▶ **Directive**: Reproduce every line of the records, requests included, starting with the first line and going on through the line with "157), (89, 151)]". Scale each point coordinate in the answers by 1.45, rounding to whole numbers with halves going up, and leave the numbers in the requests and their format samples unchanged.

Collected data entries:
++++

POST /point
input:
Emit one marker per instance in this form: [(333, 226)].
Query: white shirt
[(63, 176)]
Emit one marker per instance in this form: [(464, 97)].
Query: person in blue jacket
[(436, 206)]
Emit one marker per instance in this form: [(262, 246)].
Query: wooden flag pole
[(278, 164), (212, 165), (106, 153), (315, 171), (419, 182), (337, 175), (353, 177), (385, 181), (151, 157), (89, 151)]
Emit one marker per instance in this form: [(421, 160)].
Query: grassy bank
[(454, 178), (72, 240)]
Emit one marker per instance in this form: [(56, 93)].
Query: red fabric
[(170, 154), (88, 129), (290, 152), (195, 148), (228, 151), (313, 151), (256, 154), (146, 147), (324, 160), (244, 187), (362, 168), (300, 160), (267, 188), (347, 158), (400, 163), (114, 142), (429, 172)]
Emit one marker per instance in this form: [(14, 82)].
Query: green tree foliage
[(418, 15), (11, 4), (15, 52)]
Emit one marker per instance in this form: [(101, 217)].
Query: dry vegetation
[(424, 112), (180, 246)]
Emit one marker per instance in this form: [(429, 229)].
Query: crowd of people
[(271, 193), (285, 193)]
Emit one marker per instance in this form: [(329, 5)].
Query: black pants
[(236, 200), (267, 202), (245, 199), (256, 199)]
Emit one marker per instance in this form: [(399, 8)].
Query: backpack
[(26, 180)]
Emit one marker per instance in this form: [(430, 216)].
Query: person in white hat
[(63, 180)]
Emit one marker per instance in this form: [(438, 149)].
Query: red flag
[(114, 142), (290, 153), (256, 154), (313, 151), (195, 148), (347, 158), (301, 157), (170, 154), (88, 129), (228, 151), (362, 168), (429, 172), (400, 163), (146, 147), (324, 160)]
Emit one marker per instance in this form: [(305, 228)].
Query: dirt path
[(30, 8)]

++++

▶ **Answer to this task**:
POST /point
input:
Emit one marker per instance in this form: [(333, 226)].
Query: white shirt
[(91, 255)]
Emit one marker per instance in this form: [(464, 97)].
Query: person in blue jacket
[(632, 299)]
Emit one marker per instance in this form: [(262, 246)].
Query: wooden flag pole
[(403, 238), (307, 239), (154, 222), (457, 248), (608, 264), (489, 254), (512, 257), (558, 262), (219, 228), (129, 219)]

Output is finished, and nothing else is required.